• Written exercise: Reproduce the material below, substituting "nonzero" for "even-odd" and leaving everything else unchanged.

• Information provided:
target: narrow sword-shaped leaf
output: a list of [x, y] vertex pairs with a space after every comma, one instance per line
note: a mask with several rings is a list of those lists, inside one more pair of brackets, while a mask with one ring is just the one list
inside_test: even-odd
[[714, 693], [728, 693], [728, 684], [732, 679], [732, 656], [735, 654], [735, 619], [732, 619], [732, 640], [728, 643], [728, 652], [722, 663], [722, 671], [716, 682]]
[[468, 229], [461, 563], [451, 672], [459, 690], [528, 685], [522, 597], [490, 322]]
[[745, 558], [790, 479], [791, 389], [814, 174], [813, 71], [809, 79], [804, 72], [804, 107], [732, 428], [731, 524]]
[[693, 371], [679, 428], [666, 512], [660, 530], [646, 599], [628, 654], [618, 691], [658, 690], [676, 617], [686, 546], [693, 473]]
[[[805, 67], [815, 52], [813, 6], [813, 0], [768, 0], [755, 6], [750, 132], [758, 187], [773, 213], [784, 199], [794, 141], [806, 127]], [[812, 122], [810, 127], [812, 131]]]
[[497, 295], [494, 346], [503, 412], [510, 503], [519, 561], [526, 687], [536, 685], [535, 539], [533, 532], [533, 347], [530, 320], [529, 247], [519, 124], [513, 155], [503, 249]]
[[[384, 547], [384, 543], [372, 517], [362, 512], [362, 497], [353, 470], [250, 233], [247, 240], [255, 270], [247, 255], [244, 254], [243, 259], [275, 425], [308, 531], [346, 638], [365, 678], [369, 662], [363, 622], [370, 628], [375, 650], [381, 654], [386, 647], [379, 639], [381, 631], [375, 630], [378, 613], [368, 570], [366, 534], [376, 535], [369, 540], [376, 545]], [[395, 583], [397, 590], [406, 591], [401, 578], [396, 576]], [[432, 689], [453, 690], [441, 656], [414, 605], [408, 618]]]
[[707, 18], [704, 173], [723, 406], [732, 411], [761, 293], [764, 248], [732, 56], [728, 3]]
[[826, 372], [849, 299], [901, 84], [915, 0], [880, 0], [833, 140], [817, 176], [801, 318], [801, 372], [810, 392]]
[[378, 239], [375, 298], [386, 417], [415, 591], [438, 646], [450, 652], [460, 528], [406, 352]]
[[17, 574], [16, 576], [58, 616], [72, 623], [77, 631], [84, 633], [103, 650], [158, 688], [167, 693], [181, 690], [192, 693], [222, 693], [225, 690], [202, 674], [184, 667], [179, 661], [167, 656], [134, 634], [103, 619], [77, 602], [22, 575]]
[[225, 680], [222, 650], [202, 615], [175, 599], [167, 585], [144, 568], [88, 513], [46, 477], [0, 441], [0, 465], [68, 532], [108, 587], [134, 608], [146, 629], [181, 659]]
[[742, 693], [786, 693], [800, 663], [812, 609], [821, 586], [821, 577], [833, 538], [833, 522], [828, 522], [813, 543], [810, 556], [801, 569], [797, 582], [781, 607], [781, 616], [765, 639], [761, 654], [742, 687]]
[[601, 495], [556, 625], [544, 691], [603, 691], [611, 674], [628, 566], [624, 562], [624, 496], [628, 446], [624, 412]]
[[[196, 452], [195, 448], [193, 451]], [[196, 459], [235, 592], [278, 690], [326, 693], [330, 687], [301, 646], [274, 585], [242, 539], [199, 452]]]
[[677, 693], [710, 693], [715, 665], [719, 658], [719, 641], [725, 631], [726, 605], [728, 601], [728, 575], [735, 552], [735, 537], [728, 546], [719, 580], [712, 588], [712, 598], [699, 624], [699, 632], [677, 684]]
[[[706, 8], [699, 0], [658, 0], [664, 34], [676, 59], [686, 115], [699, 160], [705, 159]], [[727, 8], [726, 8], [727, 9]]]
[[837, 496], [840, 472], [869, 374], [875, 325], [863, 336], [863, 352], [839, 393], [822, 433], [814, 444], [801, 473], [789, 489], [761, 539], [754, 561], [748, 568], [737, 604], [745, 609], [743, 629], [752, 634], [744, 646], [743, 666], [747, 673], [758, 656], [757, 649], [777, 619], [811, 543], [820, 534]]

• Finished exercise:
target: narrow sword-shaped leaf
output: a list of [x, y] vertex pairs with a space after every comma, one instance per line
note: a mask with several rings is a list of those lists, inside one more pair of brackets, while a mask with one ring is just the one list
inside_test: nonzero
[[714, 693], [728, 693], [728, 684], [732, 679], [732, 656], [735, 654], [735, 619], [732, 619], [732, 640], [728, 643], [728, 652], [722, 663], [722, 671], [716, 682]]
[[468, 229], [461, 563], [451, 672], [459, 690], [528, 685], [522, 597], [490, 322]]
[[745, 558], [790, 479], [791, 389], [814, 174], [813, 71], [809, 79], [804, 72], [804, 107], [732, 428], [731, 524]]
[[693, 371], [679, 428], [666, 512], [660, 530], [646, 599], [628, 654], [618, 691], [658, 690], [676, 617], [686, 546], [693, 473]]
[[[805, 67], [815, 52], [813, 6], [813, 0], [768, 0], [755, 6], [750, 132], [758, 187], [773, 213], [784, 199], [794, 141], [806, 127]], [[812, 122], [810, 127], [812, 131]]]
[[497, 295], [494, 346], [503, 412], [510, 503], [519, 561], [526, 687], [536, 685], [535, 539], [533, 532], [533, 347], [530, 320], [529, 247], [519, 124], [513, 155], [503, 249]]
[[[384, 547], [384, 543], [372, 517], [362, 512], [362, 497], [353, 470], [250, 233], [247, 240], [255, 270], [247, 255], [244, 254], [243, 259], [275, 425], [308, 531], [346, 638], [365, 678], [369, 662], [363, 622], [370, 628], [375, 650], [381, 654], [386, 647], [379, 639], [381, 631], [375, 630], [378, 613], [368, 570], [366, 534], [376, 535], [369, 540], [376, 545]], [[395, 583], [397, 590], [406, 591], [401, 578], [396, 576]], [[432, 689], [453, 690], [441, 656], [414, 605], [408, 618]]]
[[707, 18], [704, 173], [723, 406], [732, 411], [761, 293], [764, 248], [732, 56], [728, 3]]
[[826, 372], [849, 299], [901, 84], [915, 0], [880, 0], [833, 140], [817, 176], [801, 318], [801, 372], [810, 392]]
[[378, 239], [375, 298], [386, 417], [415, 591], [438, 646], [450, 652], [460, 528], [406, 352]]
[[17, 574], [16, 576], [58, 616], [72, 623], [77, 631], [84, 633], [103, 650], [158, 688], [167, 693], [181, 690], [192, 693], [222, 693], [225, 690], [202, 674], [184, 667], [179, 661], [167, 656], [134, 634], [103, 619], [77, 602], [22, 575]]
[[225, 680], [222, 650], [202, 615], [175, 599], [167, 585], [144, 568], [88, 513], [46, 477], [0, 441], [0, 465], [68, 532], [108, 587], [134, 608], [146, 629], [181, 659]]
[[742, 693], [786, 693], [800, 663], [812, 609], [821, 586], [821, 577], [833, 538], [833, 522], [828, 522], [813, 543], [810, 556], [801, 569], [797, 582], [781, 607], [781, 616], [765, 639], [761, 654], [742, 687]]
[[601, 495], [556, 625], [544, 691], [603, 691], [611, 674], [628, 566], [624, 562], [624, 496], [628, 446], [624, 412]]
[[[196, 452], [195, 448], [193, 451]], [[196, 459], [235, 592], [278, 690], [326, 693], [330, 687], [301, 646], [274, 585], [242, 539], [199, 452]]]
[[677, 693], [710, 693], [715, 665], [719, 658], [719, 641], [725, 631], [726, 605], [728, 601], [728, 575], [735, 552], [735, 537], [728, 546], [719, 580], [712, 588], [712, 598], [699, 624], [699, 632], [677, 684]]
[[[706, 8], [699, 0], [658, 0], [664, 34], [676, 59], [686, 115], [699, 160], [705, 159]], [[727, 8], [726, 8], [727, 9]]]
[[837, 496], [840, 472], [869, 374], [875, 325], [863, 336], [863, 352], [839, 393], [822, 433], [814, 444], [801, 473], [789, 489], [761, 539], [754, 561], [748, 568], [737, 604], [745, 609], [743, 629], [752, 634], [744, 646], [743, 666], [747, 673], [758, 656], [757, 649], [777, 619], [811, 543], [820, 534]]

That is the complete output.